Extracted records:
____

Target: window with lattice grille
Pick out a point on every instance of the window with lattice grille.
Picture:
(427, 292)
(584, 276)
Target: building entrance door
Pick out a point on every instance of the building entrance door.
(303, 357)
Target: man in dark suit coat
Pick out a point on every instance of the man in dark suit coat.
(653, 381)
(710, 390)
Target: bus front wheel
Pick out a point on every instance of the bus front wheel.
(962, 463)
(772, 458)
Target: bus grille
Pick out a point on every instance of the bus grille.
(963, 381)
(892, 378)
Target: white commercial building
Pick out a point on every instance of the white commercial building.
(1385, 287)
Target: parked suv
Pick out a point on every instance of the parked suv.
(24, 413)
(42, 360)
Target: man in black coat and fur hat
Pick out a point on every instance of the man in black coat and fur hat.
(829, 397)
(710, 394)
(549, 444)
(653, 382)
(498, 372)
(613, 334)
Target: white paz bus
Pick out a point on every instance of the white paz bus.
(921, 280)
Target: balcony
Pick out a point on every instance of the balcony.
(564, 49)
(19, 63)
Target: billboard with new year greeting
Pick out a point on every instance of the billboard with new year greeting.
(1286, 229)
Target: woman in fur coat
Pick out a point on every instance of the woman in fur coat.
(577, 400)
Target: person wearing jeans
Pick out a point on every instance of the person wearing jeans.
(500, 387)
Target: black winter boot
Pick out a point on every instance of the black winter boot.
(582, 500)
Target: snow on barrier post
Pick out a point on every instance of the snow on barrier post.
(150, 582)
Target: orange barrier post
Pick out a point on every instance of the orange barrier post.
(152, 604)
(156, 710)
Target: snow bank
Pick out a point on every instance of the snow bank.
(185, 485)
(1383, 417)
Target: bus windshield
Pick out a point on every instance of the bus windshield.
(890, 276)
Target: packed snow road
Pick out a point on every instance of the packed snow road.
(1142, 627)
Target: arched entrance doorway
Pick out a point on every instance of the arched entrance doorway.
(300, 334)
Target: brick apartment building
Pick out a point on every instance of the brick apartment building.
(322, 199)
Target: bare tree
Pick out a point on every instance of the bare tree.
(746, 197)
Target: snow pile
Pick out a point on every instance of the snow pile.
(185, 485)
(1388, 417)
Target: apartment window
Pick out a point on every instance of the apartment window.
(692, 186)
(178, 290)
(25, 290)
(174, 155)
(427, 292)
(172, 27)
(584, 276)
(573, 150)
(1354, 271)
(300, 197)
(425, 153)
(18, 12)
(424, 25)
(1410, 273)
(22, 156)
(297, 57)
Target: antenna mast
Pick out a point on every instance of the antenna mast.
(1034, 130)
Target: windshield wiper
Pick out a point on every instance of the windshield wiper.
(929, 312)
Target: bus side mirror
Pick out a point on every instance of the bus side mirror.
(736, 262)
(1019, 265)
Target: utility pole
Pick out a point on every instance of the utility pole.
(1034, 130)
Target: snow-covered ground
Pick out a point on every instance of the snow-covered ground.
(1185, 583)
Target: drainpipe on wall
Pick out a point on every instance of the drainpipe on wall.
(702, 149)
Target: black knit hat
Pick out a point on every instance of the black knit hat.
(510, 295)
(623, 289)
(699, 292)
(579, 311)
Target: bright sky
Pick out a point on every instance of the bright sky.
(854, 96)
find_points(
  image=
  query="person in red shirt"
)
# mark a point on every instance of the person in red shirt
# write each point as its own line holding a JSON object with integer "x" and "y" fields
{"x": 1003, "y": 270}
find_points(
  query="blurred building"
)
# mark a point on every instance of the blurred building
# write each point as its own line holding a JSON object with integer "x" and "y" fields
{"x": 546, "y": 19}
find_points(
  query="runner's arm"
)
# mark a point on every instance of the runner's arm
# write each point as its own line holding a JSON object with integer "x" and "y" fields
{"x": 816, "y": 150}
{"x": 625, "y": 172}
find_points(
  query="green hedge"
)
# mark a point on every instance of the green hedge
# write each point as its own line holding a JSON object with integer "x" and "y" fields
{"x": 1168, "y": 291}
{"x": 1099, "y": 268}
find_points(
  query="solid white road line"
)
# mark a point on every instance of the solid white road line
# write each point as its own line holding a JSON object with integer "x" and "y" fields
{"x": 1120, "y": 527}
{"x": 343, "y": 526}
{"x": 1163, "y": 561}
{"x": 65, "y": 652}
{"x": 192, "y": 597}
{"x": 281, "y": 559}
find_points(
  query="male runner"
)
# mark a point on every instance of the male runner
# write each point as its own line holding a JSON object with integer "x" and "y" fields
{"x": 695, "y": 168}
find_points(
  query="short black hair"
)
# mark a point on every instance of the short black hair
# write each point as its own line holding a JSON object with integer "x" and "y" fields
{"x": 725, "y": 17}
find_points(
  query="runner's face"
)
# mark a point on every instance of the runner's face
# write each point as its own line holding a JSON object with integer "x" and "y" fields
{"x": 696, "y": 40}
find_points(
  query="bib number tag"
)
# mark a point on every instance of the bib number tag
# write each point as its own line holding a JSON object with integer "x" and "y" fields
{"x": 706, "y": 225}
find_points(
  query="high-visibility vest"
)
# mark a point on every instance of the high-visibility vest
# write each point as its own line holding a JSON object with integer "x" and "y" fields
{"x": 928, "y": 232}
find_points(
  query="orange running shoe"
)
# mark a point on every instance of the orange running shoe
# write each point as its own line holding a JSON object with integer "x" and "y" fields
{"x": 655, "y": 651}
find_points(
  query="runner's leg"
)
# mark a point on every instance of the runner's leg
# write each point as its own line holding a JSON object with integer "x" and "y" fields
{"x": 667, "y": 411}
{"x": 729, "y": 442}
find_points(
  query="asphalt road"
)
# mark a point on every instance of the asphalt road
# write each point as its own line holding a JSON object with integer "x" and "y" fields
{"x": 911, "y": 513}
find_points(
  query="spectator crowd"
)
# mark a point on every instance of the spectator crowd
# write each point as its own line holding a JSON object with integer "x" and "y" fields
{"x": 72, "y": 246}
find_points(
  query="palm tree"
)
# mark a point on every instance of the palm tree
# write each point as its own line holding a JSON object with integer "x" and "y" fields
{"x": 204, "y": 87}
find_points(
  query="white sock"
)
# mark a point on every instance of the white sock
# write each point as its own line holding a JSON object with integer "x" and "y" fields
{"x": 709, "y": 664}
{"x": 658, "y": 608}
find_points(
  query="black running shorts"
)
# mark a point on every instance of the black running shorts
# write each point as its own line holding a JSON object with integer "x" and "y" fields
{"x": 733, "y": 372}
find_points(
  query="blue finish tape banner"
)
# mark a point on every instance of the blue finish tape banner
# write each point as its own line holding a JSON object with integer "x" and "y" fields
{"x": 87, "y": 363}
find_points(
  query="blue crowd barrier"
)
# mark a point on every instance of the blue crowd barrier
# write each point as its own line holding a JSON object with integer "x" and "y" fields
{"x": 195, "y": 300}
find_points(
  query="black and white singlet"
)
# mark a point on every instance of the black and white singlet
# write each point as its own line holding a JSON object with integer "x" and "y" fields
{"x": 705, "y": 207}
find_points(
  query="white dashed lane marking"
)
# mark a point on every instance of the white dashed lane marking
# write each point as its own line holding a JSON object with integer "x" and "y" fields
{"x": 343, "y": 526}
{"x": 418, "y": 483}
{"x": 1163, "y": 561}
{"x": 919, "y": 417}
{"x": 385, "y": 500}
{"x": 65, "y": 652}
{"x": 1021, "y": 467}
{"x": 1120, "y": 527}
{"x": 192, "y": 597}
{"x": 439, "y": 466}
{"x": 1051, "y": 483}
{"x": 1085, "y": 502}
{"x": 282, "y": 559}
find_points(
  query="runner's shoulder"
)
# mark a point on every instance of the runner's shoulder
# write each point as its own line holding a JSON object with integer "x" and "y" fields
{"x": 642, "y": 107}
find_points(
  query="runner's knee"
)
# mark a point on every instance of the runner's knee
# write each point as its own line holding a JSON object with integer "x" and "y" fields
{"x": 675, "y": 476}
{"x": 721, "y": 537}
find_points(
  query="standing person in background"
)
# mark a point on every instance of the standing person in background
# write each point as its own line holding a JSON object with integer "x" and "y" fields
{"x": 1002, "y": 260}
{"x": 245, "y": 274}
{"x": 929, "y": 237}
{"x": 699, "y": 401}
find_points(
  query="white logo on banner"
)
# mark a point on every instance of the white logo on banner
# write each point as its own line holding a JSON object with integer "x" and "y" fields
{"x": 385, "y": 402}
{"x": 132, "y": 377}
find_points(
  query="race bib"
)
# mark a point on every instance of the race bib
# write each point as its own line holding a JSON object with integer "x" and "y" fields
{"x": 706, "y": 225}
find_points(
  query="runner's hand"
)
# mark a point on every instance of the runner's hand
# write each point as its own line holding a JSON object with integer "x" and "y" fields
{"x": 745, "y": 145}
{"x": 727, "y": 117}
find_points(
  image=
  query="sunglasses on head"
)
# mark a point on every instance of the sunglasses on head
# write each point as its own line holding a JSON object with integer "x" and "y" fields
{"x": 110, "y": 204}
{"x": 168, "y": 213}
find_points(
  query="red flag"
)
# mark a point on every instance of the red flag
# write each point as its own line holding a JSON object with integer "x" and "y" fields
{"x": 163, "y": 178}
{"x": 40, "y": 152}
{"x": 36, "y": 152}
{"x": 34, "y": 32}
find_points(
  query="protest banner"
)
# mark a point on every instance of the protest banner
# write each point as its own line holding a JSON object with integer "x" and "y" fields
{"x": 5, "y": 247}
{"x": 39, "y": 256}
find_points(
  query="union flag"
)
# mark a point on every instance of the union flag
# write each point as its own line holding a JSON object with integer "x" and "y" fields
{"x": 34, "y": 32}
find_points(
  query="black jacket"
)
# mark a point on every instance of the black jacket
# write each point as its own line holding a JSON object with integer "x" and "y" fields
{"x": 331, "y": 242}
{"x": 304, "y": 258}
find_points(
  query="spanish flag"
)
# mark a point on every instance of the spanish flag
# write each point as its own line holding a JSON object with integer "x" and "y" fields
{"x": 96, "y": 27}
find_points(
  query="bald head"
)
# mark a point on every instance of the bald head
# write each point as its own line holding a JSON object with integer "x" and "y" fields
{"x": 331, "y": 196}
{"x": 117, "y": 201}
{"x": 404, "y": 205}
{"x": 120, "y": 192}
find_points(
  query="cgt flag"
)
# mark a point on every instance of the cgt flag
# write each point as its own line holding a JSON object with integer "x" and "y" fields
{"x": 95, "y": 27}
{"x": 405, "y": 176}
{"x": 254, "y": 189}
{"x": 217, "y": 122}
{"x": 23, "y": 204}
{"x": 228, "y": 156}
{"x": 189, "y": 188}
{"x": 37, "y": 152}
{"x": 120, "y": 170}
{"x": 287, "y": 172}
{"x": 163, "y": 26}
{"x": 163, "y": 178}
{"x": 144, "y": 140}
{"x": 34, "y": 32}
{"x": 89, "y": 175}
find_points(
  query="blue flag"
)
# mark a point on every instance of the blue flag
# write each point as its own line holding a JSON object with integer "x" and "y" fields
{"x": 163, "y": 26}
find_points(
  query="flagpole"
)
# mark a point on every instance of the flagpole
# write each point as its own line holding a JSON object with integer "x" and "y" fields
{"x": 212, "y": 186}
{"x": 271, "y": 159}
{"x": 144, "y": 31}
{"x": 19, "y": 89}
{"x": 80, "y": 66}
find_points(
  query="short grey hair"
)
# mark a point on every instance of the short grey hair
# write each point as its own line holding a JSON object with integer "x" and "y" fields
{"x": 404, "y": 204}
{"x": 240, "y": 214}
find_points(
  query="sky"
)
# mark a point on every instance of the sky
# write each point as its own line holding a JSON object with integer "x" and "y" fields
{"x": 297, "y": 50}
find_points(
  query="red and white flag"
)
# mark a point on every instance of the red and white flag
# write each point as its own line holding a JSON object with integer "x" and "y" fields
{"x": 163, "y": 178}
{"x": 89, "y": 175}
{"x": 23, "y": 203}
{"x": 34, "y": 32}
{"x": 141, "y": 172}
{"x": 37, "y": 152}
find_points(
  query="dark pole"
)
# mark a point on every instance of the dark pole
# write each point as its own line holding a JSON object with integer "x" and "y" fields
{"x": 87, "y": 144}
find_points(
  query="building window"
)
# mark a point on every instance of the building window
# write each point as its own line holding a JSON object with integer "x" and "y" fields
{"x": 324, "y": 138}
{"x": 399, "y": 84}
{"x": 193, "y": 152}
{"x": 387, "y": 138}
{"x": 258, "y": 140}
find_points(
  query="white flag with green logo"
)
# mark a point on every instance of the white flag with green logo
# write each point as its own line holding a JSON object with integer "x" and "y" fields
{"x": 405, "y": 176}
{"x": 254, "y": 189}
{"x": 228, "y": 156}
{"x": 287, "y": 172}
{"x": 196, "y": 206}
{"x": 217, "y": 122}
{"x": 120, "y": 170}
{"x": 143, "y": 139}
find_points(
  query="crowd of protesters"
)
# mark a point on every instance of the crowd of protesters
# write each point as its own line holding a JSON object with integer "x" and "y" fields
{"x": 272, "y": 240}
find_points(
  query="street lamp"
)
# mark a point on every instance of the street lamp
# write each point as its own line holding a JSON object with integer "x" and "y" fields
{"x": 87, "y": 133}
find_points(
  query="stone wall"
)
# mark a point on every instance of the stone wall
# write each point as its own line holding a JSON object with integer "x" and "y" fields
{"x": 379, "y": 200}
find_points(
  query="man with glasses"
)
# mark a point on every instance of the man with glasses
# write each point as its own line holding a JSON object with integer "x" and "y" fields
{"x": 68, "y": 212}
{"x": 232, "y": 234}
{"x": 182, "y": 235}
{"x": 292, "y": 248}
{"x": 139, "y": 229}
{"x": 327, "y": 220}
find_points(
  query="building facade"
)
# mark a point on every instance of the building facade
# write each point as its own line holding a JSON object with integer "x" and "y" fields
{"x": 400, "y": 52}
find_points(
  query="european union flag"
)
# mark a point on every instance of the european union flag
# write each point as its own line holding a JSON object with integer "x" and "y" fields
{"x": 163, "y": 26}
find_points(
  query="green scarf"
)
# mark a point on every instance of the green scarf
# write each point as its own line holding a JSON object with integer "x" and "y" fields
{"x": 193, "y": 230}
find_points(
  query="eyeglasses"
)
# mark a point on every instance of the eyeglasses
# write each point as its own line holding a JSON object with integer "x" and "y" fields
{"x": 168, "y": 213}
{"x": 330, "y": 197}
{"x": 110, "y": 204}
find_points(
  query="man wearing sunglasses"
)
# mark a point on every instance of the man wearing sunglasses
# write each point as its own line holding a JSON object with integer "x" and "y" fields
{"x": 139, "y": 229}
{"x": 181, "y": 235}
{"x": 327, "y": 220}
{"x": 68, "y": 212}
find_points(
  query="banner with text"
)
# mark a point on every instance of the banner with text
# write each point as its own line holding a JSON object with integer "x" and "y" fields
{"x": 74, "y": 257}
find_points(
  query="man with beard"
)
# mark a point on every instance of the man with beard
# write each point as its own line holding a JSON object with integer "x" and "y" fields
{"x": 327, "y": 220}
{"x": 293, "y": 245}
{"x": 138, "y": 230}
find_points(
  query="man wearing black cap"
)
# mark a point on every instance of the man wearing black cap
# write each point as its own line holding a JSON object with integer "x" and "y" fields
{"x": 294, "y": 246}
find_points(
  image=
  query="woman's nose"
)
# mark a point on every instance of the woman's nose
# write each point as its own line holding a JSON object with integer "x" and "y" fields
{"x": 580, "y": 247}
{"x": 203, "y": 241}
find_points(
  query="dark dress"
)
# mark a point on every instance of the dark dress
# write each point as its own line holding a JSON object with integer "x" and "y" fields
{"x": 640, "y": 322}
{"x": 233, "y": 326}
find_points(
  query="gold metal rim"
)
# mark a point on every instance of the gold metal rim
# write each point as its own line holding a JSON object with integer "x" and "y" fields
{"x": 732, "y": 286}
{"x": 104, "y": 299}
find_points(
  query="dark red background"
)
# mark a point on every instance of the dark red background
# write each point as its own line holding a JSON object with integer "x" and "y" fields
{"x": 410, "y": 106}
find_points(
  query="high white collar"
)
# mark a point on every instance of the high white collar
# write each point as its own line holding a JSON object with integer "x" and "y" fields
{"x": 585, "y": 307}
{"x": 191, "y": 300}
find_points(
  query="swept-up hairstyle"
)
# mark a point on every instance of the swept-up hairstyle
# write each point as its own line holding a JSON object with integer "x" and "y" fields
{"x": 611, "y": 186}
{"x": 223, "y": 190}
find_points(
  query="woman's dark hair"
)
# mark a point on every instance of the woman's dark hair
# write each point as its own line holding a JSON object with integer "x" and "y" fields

____

Please count the lines in the records above that contain the word "winter", and reply with only that number.

OUTPUT FOR THIS TASK:
2